Tasks to perform:
A. In the passage on function composition, which two functions does GCC add to extend the standard?
B. Reproduce the passage on function composition starting at "auto a = compose( h, compose(g,f)" and ending at "look at compositions.".

Reading passage:
--------

We can now very simply define a:

    auto a = compose( h, compose(g,f) )(x);
    auto b = compose( compose(h,g) f )(x); // Equivalently

Composition really doesn't get more complicated than that. We can implement a few different versions for slightly different purposes, but that's about it. Still, this adds flexibility, so let's look at some others. Each requires writing its own Composition class, but i'll just briefly go over the different ways to look at compositions.

First, i should note that the GCC extends the standard by adding compose1 and compose2. compose1 acts on unary functions (like f(x)), however it is unlike the the above compose in that it expects f to take only one argument (the return of g(x)). compose2 does something more interesting. Consider this:

    typedef std::pair<int,int> vec;
    int& vec_x( vec& v ) { return v.first; }
    int& vec_y( vec& v ) { return v.second; }

    auto sum_of_elements = __gnu_cxx::compose2( std::plus<int>(), vec_x, vec_y );
    int five = sum_of_elements( std::make_pair(2,3) );

compose2 takes one binary function (in this case, +), and two unary functions and produces a unary function. sum_of_elements(v) = vec_x(v) + vec_y(v). This is not standard, however, so implementing our own version makes sense for portability. I might rename this function to bcompose for "binary composition".

--------

Entries from a point annotation set:
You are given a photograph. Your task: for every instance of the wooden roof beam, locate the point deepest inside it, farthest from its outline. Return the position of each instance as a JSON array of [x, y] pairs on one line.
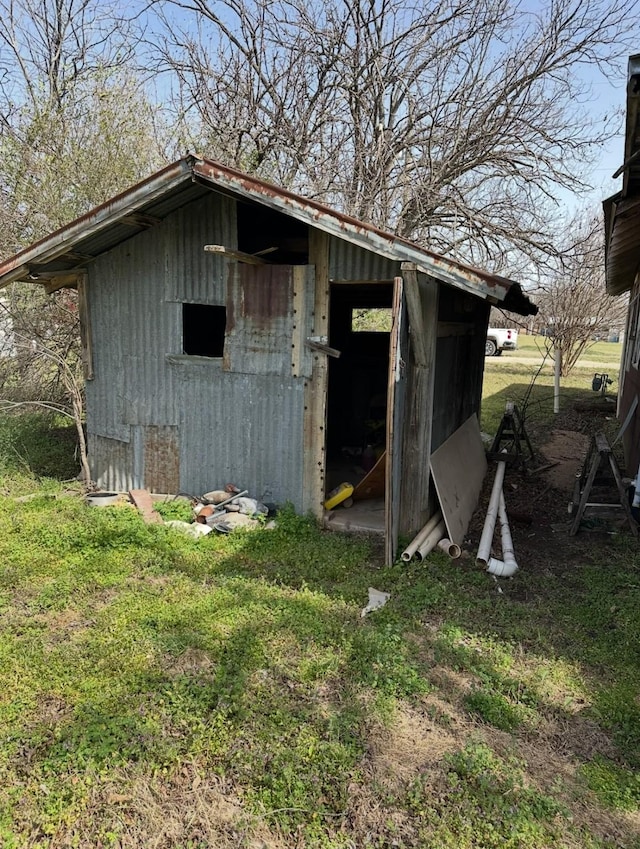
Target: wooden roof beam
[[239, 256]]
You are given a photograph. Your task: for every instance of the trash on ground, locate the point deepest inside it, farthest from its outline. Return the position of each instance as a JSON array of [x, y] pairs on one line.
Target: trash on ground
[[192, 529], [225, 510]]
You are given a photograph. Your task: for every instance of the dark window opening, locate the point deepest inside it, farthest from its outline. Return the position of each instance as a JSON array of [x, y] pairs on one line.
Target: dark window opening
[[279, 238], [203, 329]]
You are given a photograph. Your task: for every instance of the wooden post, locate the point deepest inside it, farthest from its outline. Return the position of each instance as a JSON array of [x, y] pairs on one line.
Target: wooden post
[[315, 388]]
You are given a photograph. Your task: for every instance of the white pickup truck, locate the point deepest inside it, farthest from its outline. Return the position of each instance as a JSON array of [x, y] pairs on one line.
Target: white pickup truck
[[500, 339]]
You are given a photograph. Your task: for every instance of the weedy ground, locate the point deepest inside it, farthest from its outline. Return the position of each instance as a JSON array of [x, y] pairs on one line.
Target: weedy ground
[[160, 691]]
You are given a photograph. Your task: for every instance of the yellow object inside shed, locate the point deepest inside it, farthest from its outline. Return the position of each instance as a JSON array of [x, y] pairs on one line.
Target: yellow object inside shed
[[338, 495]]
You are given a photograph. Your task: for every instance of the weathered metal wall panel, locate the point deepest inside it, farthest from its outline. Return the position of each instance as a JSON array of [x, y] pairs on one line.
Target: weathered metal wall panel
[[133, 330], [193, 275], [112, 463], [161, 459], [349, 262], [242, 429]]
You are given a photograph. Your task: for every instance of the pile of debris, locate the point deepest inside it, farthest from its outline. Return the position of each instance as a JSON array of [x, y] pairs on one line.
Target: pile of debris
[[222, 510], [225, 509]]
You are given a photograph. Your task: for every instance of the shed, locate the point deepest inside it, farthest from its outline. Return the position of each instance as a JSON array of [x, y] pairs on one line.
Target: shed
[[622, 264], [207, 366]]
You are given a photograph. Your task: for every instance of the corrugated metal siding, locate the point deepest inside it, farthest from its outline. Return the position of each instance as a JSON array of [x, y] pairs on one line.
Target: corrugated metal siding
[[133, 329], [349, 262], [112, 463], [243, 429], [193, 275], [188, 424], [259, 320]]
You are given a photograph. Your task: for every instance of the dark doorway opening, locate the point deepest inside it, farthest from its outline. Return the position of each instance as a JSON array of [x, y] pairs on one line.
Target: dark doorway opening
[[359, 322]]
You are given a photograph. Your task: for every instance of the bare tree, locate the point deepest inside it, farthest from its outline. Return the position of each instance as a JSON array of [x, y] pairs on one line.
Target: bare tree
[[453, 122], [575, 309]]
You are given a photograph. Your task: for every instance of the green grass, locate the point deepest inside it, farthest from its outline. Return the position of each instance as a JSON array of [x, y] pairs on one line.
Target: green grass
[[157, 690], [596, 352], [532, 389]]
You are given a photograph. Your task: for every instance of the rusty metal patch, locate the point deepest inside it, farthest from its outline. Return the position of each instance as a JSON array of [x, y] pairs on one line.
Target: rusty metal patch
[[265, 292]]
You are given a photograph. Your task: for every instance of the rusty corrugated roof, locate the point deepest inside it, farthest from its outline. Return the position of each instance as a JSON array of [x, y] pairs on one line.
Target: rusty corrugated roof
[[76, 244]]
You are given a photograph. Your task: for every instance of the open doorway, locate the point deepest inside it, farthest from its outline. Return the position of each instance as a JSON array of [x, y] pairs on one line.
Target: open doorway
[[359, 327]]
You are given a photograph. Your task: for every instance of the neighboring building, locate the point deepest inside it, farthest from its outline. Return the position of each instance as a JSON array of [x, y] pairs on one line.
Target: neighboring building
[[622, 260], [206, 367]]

--------

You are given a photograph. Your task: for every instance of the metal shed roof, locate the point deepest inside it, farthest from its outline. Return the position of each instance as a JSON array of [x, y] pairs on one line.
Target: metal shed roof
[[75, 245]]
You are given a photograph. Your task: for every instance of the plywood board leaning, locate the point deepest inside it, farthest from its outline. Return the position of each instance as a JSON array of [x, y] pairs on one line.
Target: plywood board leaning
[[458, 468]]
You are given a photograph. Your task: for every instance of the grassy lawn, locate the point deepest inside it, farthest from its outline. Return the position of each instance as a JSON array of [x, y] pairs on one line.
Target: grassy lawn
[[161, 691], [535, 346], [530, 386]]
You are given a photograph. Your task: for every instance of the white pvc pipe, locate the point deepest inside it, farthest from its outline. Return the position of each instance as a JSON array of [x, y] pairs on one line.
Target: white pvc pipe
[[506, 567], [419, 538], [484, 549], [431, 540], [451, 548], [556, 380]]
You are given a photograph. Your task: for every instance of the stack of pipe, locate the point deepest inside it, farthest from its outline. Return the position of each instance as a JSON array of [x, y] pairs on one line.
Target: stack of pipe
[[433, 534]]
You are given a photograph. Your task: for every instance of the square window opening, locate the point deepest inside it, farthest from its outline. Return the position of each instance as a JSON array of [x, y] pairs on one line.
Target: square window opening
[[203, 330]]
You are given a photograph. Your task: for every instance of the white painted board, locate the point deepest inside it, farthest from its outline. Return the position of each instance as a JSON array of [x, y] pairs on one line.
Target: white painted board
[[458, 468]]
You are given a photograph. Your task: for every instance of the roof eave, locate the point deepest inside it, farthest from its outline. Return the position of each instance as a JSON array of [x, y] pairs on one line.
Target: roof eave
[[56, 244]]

--------

Solutions for each task:
A. compose1 and compose2

B.
auto a = compose( h, compose(g,f) )(x);
    auto b = compose( compose(h,g) f )(x); // Equivalently

Composition really doesn't get more complicated than that. We can implement a few different versions for slightly different purposes, but that's about it. Still, this adds flexibility, so let's look at some others. Each requires writing its own Composition class, but i'll just briefly go over the different ways to look at compositions.